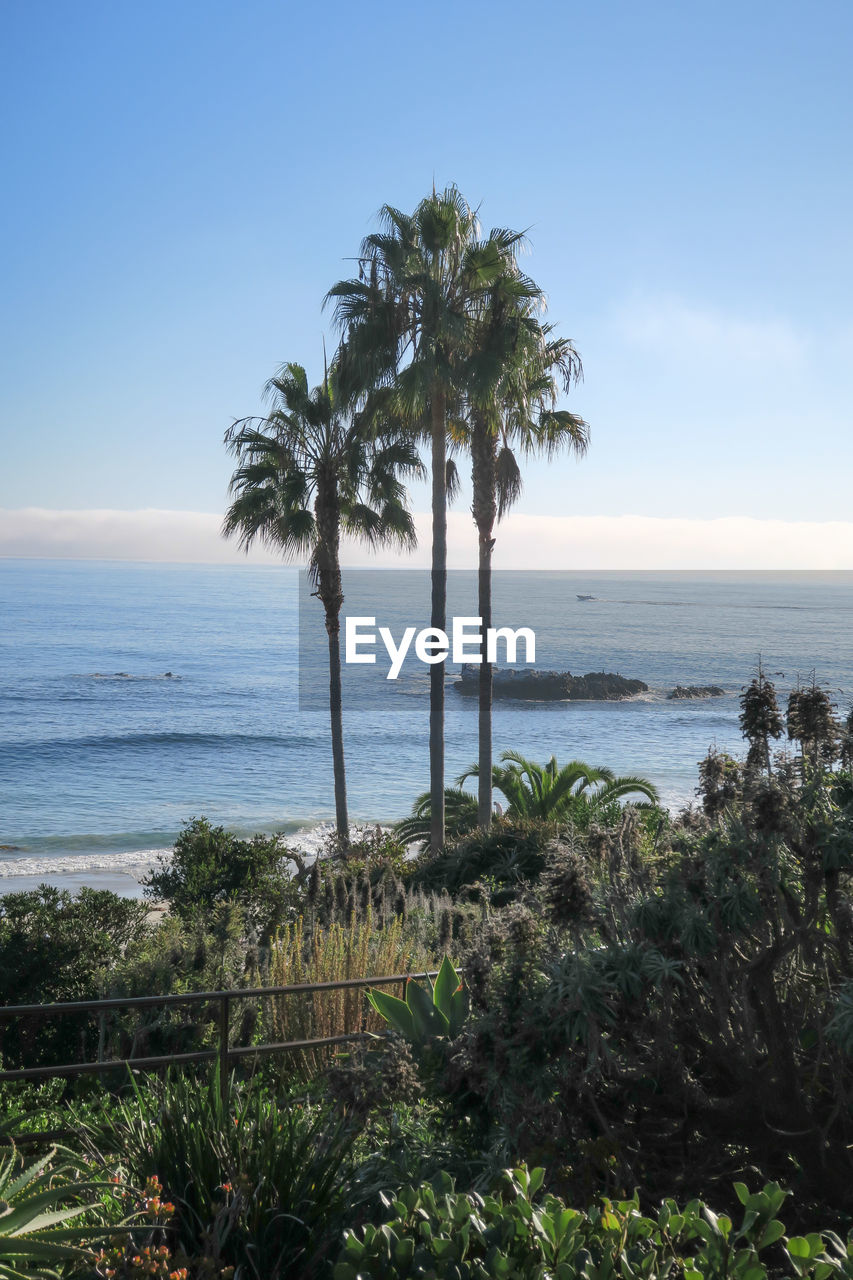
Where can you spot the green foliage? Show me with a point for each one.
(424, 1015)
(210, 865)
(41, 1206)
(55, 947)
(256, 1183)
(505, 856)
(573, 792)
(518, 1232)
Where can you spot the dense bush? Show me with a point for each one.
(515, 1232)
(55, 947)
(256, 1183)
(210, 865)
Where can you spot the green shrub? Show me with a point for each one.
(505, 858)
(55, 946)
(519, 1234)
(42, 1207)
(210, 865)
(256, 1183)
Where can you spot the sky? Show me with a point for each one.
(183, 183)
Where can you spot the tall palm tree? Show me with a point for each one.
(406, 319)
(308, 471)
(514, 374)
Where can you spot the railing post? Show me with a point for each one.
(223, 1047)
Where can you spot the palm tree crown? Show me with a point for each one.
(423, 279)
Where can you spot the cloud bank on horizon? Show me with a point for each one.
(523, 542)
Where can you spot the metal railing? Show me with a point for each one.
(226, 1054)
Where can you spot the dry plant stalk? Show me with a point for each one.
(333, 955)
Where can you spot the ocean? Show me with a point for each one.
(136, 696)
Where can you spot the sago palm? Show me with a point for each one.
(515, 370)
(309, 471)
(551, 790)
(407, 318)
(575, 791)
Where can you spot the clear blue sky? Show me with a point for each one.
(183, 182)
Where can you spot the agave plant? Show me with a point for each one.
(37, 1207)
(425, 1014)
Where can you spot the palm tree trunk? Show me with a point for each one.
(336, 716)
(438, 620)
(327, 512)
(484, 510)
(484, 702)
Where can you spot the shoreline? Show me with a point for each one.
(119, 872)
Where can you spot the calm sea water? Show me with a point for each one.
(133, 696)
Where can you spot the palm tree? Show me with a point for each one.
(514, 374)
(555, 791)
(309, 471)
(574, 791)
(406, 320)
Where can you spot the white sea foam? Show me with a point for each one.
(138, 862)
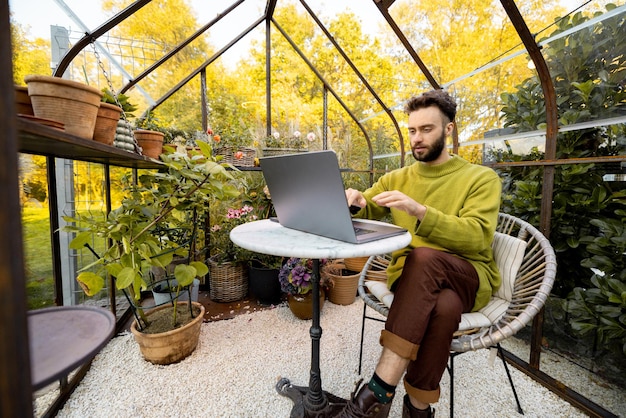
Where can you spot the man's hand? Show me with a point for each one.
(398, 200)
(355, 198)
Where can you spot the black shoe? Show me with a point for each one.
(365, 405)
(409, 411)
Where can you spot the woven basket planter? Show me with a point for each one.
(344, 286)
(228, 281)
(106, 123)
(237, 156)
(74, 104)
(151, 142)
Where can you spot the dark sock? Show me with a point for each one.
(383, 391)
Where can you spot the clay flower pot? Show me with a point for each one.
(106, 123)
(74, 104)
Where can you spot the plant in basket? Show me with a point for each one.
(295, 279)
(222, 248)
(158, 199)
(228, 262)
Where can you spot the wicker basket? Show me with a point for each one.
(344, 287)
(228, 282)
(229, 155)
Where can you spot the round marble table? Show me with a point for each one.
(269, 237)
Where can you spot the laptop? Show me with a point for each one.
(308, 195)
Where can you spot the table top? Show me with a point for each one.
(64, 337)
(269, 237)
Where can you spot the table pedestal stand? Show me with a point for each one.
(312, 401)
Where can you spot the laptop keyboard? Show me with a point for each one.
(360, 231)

### PROMPT
Only the text of the entries belongs in the answer, copied exactly; the pictures stay out.

### OUTPUT
Where can you spot the green foliage? Show me with a point for each one.
(424, 1015)
(210, 865)
(41, 1206)
(55, 947)
(256, 1183)
(505, 856)
(573, 792)
(518, 1232)
Where can you spot the dense bush? Show me with a point for each one.
(515, 1232)
(55, 947)
(256, 1183)
(210, 865)
Where can you spot the green shrub? Show me with a point for each one.
(505, 858)
(55, 946)
(519, 1234)
(42, 1207)
(210, 865)
(256, 1183)
Where can you spot the sky? Show me with a point for each one.
(183, 183)
Where can you spot the tall palm tree? Show me with a point for each one.
(406, 319)
(308, 471)
(514, 374)
Where can you spot the railing post? Show me with a point for each one.
(223, 1047)
Where can you spot the palm tree crown? Show me with a point for each one.
(423, 279)
Where can you spot the cloud bank on horizon? Show me with a point for each one.
(523, 542)
Where can you spot the metal railing? Show me with a point for each one.
(226, 1054)
Where can you spot the dry plant stalk? Show me with a point for each one.
(333, 955)
Where can you spot the ocean? Show me with a point for each one.
(136, 696)
Where can you spot the sago palm? Show me with a point for each one.
(515, 370)
(309, 471)
(551, 790)
(407, 318)
(575, 791)
Where can you spot the clear blue sky? Show me with a point for each one.
(183, 182)
Where can you spot the agave plant? Show me with a point for each one.
(37, 1207)
(425, 1014)
Where can you spot the palm tree trunk? Show me with a point for each one.
(336, 716)
(438, 620)
(327, 512)
(484, 510)
(484, 702)
Where can you spot the shoreline? Show me with a point for each one.
(119, 872)
Where can you spot the calm sea water? Show me with a point for each one.
(133, 696)
Where can you spot the palm tree? Show me with a point for each one.
(514, 374)
(555, 791)
(309, 471)
(574, 791)
(406, 320)
Where can you spot the white sea foam? Show me with a point for each one.
(138, 862)
Where can you spot the man's hand? Show me with a point for each one.
(398, 200)
(355, 198)
Where can you spot the black shoe? Show me with a point for each one.
(365, 405)
(409, 411)
Where can you spot the woven basket planter? Show me with a point for each one.
(344, 286)
(228, 281)
(106, 123)
(237, 156)
(74, 104)
(151, 142)
Where can you spot the dark sock? Show me with a point for each one.
(383, 391)
Where can you spot the clay flower pot? Show me with a point for each one.
(106, 123)
(74, 104)
Where can you spot the plant in basket? Show me with a point for each one.
(295, 279)
(222, 248)
(158, 199)
(228, 262)
Where can you spot the wicker basket? Show me with a point for each one.
(344, 287)
(228, 282)
(229, 155)
Where can you spot the round marble table? Show me with a point for each one.
(269, 237)
Where can you spot the laptop? Show me with a point for each one.
(308, 195)
Where can you spot the table top? Show me with a point for each one.
(64, 337)
(269, 237)
Where can you spot the table pedestal stand? Show me with a point for each one.
(312, 401)
Where can you spot the laptop keyboard? Show me with a point for each one.
(360, 231)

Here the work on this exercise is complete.